Well this year the Washington Navels were not ripe at Christmas time, as I am used to them being. Still pretty green looking on the skins and the same goes for the Roberts as well budded on to the same tree.
I tasted a Washington yesterday, pretty good flavor and nice and sweet,but the flesh is way over ripe and you cannot separate the flesh, very juicy and easily tears apart on both varieties.
Was it just the hotter summer or the cool spring or what or do I just need to wait until the tree is older. It has been in the ground for a 4 years or so and is now 7 feet tall and around 5 to 6 feet in diameter.
Did anyone else have late fruit, my young pomegranate tree was late also in ripening, most of the fruit was not ripe until half way through Nov, and that include my early Granada.
The following thread was started by DavidLJ48, Waterford CA, zone9 on January 11, 2006 at 2:04 pm PST
Your Summer was way cooler than normal. That's why. Interestingly, some of my oranges are ripe now, way earlier than the usual March time frame.
Something you need to know about citrus. Most citrus will turn color from temperatures below 60F. Temperatures in the 30's and 40's will produce nice orange colored rind while the fruit inside could still be green.
Lots can influence how soon oranges mature. Bloom time is usually Spring, but can also happen in the Fall. Bloom is influenced by weather and watering schedule.
The above followup was added by Axel on January 11, 2006 at 4:44 pm PST.
★ ★ ★ ★
▶ _STATED GOAL 1_
Answer these questions about the citrus thread, one answer per line:
(a) How tall is the tree that has been in the ground for about 4 years?
(b) When was most of the young pomegranate's fruit ripe?
(c) Which temperatures produce nice orange-colored rind while the fruit inside could still be green?
★ ★ ★ ★
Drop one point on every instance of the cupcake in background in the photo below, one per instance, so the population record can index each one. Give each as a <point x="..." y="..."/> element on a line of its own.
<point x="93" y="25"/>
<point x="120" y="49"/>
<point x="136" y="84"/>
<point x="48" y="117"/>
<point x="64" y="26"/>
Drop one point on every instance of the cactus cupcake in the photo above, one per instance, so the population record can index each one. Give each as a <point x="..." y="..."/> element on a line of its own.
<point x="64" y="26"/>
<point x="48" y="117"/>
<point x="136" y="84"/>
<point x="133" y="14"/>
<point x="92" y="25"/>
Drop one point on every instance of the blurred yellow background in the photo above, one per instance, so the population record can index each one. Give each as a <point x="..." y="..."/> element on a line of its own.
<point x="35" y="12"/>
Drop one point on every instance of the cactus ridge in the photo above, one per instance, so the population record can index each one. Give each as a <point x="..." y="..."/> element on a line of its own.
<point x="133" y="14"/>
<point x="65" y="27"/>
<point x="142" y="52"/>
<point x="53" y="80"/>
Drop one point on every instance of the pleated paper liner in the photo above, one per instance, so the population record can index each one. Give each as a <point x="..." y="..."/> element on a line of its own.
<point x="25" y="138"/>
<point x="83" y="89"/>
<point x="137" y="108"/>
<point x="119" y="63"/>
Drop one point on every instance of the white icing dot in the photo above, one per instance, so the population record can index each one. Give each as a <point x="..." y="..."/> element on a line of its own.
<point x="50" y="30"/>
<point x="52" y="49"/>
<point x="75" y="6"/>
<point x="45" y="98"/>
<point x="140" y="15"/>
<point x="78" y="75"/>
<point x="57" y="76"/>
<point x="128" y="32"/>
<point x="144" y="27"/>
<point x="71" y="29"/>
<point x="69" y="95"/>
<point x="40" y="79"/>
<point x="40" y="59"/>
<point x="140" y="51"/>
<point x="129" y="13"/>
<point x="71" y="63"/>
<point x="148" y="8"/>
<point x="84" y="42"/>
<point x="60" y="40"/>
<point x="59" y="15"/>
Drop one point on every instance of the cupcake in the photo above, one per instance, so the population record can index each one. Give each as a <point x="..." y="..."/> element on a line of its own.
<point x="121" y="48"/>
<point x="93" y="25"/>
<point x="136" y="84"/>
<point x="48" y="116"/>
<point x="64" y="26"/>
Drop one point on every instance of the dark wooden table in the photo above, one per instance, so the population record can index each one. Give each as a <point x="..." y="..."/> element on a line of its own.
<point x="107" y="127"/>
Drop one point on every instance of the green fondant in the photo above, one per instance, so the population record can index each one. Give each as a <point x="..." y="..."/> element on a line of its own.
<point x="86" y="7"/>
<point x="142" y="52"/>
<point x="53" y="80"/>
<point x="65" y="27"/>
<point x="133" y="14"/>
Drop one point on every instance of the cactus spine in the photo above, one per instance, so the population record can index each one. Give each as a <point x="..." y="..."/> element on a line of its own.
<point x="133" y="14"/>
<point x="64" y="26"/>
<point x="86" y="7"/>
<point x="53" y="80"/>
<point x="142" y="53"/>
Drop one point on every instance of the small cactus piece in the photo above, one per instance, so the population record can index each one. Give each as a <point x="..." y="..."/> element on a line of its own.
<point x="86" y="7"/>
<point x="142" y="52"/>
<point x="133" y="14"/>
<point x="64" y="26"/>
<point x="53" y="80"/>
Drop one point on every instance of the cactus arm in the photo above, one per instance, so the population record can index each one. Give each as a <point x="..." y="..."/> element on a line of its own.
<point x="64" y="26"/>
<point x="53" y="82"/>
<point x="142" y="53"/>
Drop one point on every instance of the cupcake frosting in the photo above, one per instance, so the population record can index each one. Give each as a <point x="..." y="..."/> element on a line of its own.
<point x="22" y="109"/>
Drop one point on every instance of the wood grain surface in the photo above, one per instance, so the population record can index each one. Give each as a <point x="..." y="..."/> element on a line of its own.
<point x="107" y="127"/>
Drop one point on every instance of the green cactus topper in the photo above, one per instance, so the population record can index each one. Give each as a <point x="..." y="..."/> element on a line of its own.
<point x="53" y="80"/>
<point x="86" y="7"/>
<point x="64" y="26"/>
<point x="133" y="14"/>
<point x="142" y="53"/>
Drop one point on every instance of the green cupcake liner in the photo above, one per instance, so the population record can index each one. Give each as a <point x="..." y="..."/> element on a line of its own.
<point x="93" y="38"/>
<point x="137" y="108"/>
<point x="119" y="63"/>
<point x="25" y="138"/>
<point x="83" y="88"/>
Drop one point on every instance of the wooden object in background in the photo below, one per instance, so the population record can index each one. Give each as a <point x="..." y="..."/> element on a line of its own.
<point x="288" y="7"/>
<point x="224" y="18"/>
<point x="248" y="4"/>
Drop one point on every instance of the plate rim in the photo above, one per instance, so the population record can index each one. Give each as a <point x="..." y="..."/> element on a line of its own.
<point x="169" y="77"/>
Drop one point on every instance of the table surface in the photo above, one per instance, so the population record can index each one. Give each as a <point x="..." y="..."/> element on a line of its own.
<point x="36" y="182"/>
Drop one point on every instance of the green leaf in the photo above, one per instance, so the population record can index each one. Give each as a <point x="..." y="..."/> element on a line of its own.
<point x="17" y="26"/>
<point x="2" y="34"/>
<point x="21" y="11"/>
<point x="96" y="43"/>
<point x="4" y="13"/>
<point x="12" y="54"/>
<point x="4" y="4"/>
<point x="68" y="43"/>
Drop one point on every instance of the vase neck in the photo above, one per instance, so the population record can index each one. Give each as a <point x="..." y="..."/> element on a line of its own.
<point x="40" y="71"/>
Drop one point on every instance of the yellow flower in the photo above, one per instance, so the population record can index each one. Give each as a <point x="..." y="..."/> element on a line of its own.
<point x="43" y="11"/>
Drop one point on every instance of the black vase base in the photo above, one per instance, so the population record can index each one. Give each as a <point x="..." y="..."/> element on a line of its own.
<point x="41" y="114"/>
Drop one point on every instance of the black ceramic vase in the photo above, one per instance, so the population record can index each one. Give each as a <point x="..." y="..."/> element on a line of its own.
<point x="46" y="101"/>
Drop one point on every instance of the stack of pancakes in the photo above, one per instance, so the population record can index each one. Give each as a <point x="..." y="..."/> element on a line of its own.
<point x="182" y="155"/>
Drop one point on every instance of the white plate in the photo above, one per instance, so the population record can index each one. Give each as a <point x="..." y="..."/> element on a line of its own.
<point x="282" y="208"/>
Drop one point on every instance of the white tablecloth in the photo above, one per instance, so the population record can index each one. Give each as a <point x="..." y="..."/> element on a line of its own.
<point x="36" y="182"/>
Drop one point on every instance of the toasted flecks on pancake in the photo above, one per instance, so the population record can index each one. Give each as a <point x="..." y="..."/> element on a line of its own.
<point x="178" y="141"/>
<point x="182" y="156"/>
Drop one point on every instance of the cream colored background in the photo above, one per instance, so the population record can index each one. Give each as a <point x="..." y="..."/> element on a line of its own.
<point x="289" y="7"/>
★ ★ ★ ★
▶ _STATED GOAL 2_
Copy the entries from the line containing "Drop one point on every instance of the cream" through the end of the entries, both ends included, and output only those lines. Leave the request lines unchanged. Multiply every x and y coordinate in the answers by 0.75, rounding to whole numbers with halves rounded up.

▶ _CORRECT RESPONSE 1_
(a) 7 feet tall
(b) Not until halfway through November
(c) Temperatures in the 30's and 40's

▶ _CORRECT RESPONSE 2_
Drop one point on every instance of the cream colored background in the photo above, one per instance, so the population record can index each one. Give each as a <point x="..." y="..."/> element on a line of its own.
<point x="217" y="5"/>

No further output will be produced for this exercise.